BEGIN MATERIAL SUPPLIED

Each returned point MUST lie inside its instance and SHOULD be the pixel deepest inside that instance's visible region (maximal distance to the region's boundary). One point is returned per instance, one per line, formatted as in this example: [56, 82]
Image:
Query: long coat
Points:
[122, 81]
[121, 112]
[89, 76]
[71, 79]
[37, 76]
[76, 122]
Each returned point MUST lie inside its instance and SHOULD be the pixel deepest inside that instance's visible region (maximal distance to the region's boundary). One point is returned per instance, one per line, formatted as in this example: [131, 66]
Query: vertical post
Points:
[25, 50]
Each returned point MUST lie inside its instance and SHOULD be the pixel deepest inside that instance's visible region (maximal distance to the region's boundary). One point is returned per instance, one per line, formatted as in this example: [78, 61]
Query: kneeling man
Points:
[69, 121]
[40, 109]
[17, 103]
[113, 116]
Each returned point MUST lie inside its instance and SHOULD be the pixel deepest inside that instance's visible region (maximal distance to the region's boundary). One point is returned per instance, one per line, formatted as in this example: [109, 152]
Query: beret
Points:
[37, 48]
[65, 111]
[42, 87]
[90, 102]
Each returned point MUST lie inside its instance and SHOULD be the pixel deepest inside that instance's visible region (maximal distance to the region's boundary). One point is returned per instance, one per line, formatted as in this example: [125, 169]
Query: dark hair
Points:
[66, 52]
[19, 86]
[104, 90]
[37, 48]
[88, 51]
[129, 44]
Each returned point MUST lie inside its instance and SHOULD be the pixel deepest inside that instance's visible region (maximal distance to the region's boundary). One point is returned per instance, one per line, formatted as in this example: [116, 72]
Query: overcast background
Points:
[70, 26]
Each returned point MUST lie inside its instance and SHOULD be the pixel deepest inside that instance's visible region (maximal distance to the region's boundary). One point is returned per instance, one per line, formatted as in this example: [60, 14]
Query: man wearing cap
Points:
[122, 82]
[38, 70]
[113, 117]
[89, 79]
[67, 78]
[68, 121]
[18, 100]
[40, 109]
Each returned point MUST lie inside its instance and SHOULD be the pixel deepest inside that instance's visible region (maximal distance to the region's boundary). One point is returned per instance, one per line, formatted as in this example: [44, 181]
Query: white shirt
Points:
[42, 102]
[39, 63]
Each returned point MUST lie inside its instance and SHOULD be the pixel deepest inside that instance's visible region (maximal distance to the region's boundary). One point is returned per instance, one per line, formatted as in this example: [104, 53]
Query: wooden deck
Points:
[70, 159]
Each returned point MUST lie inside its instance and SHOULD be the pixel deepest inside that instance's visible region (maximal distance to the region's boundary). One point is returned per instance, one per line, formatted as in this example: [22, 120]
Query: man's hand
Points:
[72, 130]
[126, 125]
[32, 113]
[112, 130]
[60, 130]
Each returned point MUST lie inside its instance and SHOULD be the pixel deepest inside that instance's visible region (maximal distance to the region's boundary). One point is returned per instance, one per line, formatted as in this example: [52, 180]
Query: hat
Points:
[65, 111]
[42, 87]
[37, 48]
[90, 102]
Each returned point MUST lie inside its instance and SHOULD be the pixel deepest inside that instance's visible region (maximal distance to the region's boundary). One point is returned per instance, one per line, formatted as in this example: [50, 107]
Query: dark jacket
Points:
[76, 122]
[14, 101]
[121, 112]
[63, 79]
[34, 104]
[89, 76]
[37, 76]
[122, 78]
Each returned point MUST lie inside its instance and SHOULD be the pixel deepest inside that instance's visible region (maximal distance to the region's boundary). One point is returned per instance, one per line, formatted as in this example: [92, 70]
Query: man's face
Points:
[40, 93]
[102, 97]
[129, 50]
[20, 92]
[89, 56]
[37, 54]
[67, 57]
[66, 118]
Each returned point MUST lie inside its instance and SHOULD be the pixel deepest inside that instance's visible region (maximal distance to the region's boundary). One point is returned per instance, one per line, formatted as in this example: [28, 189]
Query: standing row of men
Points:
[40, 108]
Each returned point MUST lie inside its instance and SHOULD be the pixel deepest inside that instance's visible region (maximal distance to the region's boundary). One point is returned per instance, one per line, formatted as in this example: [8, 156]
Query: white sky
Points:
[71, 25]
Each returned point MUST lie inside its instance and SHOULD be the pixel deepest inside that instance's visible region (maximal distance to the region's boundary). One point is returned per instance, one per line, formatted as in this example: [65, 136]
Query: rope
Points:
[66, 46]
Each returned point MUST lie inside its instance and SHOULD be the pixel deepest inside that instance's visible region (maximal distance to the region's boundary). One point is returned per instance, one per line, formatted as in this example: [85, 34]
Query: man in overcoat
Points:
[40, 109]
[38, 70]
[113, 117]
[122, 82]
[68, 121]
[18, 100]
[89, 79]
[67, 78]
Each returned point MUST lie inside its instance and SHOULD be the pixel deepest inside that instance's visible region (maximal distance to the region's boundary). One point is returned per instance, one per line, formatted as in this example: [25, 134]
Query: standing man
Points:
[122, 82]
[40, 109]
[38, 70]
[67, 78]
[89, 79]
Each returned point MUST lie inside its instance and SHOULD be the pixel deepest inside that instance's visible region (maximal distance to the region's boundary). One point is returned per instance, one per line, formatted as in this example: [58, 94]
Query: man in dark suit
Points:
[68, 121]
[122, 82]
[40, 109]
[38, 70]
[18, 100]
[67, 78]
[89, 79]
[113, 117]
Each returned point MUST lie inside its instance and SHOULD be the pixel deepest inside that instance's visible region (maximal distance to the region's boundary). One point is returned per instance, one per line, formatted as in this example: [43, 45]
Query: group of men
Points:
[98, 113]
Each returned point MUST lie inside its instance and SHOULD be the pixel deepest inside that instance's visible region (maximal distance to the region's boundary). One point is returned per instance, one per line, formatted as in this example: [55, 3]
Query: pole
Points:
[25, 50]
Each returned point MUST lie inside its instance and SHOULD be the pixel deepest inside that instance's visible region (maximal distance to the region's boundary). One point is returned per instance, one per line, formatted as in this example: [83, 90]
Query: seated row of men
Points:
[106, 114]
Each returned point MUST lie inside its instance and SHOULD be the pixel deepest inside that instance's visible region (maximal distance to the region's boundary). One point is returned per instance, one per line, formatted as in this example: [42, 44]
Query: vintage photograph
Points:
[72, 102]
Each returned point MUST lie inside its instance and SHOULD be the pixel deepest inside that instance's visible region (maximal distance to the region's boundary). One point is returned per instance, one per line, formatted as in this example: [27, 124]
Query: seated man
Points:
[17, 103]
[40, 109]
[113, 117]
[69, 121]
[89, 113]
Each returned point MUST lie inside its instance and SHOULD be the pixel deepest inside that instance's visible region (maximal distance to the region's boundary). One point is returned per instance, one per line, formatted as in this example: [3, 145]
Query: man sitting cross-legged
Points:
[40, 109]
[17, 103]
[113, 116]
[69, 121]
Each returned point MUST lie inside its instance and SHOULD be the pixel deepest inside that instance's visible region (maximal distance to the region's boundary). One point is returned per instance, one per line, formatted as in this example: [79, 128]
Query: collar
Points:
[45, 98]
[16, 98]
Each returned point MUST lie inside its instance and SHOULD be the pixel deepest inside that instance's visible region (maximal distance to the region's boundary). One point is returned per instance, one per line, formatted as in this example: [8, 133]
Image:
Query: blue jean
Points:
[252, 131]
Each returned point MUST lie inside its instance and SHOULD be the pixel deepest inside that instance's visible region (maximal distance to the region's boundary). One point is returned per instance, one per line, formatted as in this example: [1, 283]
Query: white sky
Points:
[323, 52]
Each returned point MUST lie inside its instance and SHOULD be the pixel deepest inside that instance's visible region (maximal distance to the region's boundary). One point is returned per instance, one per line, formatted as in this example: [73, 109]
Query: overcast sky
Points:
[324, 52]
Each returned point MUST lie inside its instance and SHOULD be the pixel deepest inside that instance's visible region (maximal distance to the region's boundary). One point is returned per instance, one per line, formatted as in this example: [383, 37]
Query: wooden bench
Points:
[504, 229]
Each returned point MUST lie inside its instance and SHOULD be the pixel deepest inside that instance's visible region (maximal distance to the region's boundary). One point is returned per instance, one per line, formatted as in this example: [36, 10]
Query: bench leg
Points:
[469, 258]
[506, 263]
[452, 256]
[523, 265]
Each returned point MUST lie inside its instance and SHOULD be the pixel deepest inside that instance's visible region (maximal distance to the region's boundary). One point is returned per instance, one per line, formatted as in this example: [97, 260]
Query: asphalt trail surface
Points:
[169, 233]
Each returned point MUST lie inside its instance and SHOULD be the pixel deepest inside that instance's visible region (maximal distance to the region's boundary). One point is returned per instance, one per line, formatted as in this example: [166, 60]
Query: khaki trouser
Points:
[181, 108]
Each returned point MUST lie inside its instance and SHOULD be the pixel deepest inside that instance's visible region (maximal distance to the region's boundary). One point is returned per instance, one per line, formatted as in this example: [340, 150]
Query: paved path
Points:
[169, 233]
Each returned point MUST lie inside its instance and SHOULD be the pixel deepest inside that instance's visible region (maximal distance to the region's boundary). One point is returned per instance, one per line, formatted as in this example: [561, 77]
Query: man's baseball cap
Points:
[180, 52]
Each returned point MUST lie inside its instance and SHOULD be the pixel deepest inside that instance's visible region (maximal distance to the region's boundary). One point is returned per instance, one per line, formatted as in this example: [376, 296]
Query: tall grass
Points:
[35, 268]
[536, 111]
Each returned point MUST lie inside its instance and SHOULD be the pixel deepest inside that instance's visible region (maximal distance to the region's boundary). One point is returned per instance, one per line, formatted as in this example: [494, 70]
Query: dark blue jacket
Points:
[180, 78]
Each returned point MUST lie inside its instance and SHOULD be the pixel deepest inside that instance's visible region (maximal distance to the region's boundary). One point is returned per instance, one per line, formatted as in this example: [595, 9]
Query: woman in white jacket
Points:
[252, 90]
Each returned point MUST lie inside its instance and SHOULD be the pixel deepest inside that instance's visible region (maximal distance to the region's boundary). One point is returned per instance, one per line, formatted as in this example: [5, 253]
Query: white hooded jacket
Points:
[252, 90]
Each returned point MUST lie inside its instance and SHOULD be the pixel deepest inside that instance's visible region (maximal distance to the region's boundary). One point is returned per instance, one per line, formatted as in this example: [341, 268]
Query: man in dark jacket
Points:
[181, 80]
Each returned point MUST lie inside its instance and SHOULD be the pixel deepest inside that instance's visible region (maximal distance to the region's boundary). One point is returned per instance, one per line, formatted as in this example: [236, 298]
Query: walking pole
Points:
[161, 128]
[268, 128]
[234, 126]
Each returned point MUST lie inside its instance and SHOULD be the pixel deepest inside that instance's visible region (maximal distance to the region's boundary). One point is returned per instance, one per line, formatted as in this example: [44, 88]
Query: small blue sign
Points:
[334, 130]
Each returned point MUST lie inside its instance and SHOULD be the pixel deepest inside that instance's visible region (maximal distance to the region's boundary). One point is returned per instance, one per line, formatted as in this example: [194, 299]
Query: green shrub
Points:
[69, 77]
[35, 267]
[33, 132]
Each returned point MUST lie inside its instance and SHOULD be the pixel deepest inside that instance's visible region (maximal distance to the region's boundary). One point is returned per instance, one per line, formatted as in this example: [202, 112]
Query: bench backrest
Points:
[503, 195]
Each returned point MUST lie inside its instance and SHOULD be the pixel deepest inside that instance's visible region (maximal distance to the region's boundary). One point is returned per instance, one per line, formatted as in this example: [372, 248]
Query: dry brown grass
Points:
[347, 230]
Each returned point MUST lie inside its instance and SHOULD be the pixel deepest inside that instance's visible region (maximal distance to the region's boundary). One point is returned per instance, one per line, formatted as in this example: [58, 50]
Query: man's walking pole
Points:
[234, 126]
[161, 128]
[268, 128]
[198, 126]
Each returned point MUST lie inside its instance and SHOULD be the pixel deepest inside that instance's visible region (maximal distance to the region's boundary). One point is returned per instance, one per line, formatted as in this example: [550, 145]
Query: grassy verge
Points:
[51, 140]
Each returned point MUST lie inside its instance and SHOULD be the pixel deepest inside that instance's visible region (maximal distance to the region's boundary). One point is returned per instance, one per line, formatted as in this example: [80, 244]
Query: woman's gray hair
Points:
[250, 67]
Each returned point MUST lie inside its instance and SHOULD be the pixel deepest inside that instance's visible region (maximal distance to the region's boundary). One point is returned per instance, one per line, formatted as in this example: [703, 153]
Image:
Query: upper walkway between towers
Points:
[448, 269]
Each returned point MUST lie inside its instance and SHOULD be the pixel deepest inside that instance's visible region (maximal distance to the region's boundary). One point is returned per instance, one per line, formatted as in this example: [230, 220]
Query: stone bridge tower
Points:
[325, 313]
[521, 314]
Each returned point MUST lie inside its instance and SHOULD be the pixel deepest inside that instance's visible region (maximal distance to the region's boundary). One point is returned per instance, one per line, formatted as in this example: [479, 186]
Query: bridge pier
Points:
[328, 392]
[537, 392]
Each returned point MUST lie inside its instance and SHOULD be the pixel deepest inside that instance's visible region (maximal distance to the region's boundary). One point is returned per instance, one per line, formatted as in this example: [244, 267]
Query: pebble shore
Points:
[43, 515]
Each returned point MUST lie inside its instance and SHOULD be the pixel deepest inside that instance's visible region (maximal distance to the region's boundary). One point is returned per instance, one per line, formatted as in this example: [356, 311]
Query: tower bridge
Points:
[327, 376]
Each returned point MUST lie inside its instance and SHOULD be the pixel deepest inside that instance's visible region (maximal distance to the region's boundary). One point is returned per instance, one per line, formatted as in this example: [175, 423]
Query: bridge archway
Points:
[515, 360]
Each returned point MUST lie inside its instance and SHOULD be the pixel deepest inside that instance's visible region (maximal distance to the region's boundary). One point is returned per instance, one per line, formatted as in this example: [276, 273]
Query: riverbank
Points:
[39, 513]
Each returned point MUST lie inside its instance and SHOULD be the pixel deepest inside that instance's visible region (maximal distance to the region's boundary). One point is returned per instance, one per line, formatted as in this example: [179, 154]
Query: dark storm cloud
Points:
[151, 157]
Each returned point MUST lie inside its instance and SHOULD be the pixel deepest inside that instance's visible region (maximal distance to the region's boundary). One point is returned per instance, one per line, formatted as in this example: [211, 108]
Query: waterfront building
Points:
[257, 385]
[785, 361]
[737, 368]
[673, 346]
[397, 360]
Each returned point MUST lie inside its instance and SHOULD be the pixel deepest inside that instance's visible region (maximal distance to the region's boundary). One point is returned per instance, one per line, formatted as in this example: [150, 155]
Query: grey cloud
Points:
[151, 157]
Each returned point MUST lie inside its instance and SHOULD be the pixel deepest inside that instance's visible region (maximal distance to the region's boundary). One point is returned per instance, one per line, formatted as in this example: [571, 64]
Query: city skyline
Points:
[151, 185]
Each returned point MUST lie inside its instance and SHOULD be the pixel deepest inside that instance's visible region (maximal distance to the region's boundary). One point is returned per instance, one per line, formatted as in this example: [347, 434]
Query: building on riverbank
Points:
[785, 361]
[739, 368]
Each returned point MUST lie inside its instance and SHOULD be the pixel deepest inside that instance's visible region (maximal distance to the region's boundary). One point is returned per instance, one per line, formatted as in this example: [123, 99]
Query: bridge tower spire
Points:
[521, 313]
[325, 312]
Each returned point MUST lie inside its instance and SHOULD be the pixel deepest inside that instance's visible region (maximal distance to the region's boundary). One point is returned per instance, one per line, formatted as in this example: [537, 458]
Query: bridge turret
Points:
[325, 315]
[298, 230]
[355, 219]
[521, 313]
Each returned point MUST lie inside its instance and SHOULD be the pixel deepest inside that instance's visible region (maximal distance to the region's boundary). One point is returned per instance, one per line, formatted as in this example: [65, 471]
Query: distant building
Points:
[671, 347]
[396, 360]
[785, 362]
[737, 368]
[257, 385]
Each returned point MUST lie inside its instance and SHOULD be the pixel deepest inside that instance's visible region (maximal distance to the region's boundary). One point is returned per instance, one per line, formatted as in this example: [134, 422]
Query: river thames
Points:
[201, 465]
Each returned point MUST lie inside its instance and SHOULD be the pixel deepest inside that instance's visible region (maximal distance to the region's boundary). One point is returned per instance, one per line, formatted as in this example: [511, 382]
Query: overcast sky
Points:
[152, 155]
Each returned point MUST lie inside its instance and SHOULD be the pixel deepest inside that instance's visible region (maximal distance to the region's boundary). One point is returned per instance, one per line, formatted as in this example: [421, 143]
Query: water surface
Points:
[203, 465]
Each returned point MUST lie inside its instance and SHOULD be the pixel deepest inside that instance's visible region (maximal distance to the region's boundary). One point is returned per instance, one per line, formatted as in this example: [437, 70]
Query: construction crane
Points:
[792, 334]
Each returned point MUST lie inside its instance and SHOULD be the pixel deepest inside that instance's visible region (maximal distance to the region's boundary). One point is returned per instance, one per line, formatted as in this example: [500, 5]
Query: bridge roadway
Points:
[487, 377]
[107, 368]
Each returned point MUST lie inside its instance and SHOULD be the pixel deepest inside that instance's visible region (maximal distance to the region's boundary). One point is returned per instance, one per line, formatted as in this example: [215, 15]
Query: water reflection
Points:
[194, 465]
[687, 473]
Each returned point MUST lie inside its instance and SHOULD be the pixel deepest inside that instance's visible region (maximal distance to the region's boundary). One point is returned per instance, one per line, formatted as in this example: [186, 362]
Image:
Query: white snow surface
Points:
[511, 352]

END MATERIAL SUPPLIED

__TASK INSTRUCTIONS__. Go through the data, and copy each line in which the word "cloud" appears.

__RESULT OF THIS EXERCISE__.
Query: dark storm cloud
Query: grey cloud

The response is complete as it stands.